TASK STATEMENT:
For each line below, check whether "data" is present. Report how many lines have it, nothing else.

RECORD EXCERPTS:
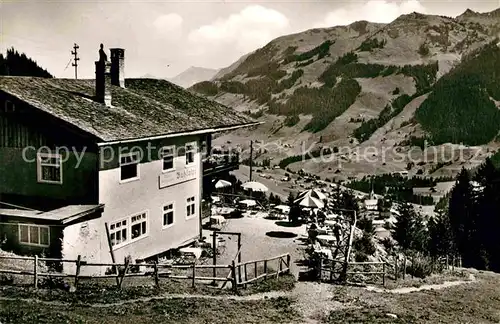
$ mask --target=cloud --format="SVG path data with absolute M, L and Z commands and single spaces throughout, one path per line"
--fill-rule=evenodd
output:
M 329 12 L 325 19 L 314 27 L 345 26 L 358 20 L 389 23 L 400 15 L 414 11 L 426 13 L 425 7 L 418 0 L 408 0 L 400 3 L 385 0 L 370 0 L 362 5 L 356 2 L 355 5 Z
M 184 19 L 179 14 L 170 13 L 158 16 L 153 21 L 153 26 L 163 36 L 178 38 L 181 36 L 183 22 Z
M 217 59 L 215 56 L 221 53 L 231 53 L 239 57 L 286 34 L 289 26 L 288 18 L 281 12 L 249 5 L 239 13 L 192 30 L 188 35 L 190 55 Z

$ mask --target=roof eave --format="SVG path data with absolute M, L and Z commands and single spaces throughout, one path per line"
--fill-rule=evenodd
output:
M 193 130 L 193 131 L 187 131 L 187 132 L 169 133 L 169 134 L 149 136 L 149 137 L 129 138 L 129 139 L 123 139 L 123 140 L 117 140 L 117 141 L 105 141 L 105 142 L 99 142 L 99 143 L 97 143 L 97 146 L 100 147 L 100 146 L 106 146 L 106 145 L 115 145 L 115 144 L 133 143 L 133 142 L 141 142 L 141 141 L 159 140 L 159 139 L 164 139 L 164 138 L 175 138 L 175 137 L 181 137 L 181 136 L 191 136 L 191 135 L 202 135 L 202 134 L 209 134 L 209 133 L 218 133 L 218 132 L 225 132 L 225 131 L 235 130 L 235 129 L 239 129 L 239 128 L 257 126 L 257 125 L 261 125 L 263 123 L 264 122 L 252 122 L 252 123 L 245 123 L 245 124 L 239 124 L 239 125 L 233 125 L 233 126 L 222 126 L 222 127 L 215 127 L 215 128 L 205 128 L 205 129 L 199 129 L 199 130 Z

SOLVED PROBLEM:
2